WHAT TO WORK ON: Rewrite the data below with every "bounding box" changed to "enclosing rectangle", keeping everything else the same.

STORED ROWS:

-- BEGIN --

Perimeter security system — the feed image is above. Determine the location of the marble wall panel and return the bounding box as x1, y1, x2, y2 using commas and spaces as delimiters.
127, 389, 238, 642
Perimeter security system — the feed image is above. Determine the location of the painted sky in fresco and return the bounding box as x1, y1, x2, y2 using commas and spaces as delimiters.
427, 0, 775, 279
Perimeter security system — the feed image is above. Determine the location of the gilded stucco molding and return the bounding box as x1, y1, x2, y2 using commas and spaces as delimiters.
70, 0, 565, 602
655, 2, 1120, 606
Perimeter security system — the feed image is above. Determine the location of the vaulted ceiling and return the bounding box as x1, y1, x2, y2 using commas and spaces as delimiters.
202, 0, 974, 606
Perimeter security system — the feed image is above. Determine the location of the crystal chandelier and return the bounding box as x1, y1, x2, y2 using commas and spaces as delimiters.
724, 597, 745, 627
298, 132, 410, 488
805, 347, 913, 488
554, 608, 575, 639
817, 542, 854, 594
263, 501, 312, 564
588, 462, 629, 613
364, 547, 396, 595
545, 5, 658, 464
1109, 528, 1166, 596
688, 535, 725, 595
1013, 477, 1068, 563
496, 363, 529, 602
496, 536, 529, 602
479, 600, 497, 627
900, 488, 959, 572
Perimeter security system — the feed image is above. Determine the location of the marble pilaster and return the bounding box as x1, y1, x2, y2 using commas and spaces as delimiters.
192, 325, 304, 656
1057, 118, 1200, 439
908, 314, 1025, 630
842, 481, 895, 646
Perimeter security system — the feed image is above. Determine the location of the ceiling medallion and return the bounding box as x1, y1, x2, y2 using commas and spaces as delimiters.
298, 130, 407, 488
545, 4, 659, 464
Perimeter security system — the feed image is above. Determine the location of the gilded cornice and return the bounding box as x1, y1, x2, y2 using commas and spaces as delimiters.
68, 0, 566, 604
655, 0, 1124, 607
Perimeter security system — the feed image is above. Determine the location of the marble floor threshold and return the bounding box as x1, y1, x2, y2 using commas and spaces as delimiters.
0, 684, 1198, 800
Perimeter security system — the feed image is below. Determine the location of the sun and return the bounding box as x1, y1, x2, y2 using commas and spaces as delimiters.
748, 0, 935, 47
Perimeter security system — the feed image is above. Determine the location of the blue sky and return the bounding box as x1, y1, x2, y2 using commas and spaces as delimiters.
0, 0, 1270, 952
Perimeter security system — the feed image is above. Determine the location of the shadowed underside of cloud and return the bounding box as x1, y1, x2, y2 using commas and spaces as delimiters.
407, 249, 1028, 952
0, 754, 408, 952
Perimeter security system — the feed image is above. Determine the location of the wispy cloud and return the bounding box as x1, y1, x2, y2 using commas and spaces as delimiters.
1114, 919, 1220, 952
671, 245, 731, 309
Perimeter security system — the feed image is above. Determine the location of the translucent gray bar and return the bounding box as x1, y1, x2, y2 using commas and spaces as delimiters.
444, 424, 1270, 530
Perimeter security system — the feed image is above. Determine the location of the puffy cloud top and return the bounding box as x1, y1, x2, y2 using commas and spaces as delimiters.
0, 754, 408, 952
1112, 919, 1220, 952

-- END --

WRITTEN ANSWER:
Perimeter security system — the feed image is above. Determine the location of the marble wall panel and return the enclosing rectangle as x1, y1, x2, y2 using commas and spaces as delimiters.
127, 389, 238, 642
Perimeter security system — the feed image is above. Determine the location of the painted sky in fresco and return the enclosing rectangle as x1, y1, x2, y2 using commas and spaces as delimiters.
427, 0, 775, 279
Perimeter security system — the feed image is above. Determine the location of the gilded stucco molding and return the enclosing rectangle as x1, y1, x2, y2 using commas and spaces as delimiters.
70, 0, 565, 602
655, 2, 1120, 606
Perimeter security system — the feed image is above. Determine the location of the vaulted ceiling and return the enclosing rectangle as x1, y1, x2, y2 using commas and spaces as delimiters.
202, 0, 974, 606
Perimeter security system — the feed image is above. Determine the location of the crystal chandelier and return the enclosing rectangle as x1, y1, x2, y2 using commas and spaces as delimiters.
724, 597, 745, 627
298, 132, 410, 488
805, 347, 913, 488
554, 608, 575, 639
817, 542, 854, 594
263, 501, 312, 564
588, 462, 629, 613
364, 547, 396, 595
545, 5, 658, 464
1109, 528, 1166, 596
688, 535, 725, 595
1013, 477, 1068, 563
496, 363, 529, 602
496, 536, 529, 602
479, 600, 497, 627
900, 488, 959, 572
Perimeter security system — the feed image is above. Determine the location of the marble pilaster and return the enclosing rectangle as x1, y1, x2, y2 using commas and spaces as delimiters.
192, 325, 304, 656
1057, 118, 1200, 439
908, 314, 1025, 630
842, 481, 895, 646
Perimeter security system — the feed image is above. Determine the location of the ceiling medallion and return the enclosing rectangle as x1, y1, x2, y2 using commas and spaces as delimiters.
298, 130, 407, 488
545, 4, 659, 464
Perimeter security system — the feed image is above. Determine the location of the gilded cornice and return the enclosing rectangle as x1, y1, x2, y2 using commas and spaces as delimiters.
68, 0, 566, 604
655, 0, 1124, 607
Perimeter security system — the feed image is above. Determine the location of the marble floor threshold and return the enclosing rectangle as x1, y1, x2, y2 using commas and spaces as delimiters.
0, 684, 1198, 800
Perimeter security system — the feed image is below. Determine the location of the sun and return the enclosing rectangle as x1, y1, x2, y2 using commas and spaces as delimiters.
748, 0, 935, 47
Perimeter security system — the feed image is above. Determine the location of the blue sky and return the enclosing rectangle as x1, y1, x2, y2 using commas and spaces as delimiters.
0, 0, 1270, 952
Perimeter security system — the feed image is above. Determine the location of the shadowed underside of cloud and return the enclosing rectangle as x1, y1, x2, y2 using commas and spaces as delimiters.
407, 249, 1028, 952
0, 754, 408, 952
Perimeter security system — the feed image is above. Determine the location of the wispy cloud and return the enclosing rectangle as x1, y1, x2, y2 using commas and spaces as delimiters.
1114, 919, 1220, 952
671, 245, 731, 309
Perimeter security system — the feed image is above. Determine the location of the translucent gray bar and return the enclosing rectangle as x1, y1, x2, y2 using commas and spaces as delimiters.
444, 424, 1270, 530
Perimeter security system — the feed image is above. Determine the location of the puffy cloud top and return the enclosing rectangle as x1, y1, x2, y2 using commas and spaces as delimiters.
0, 754, 408, 952
1112, 919, 1220, 952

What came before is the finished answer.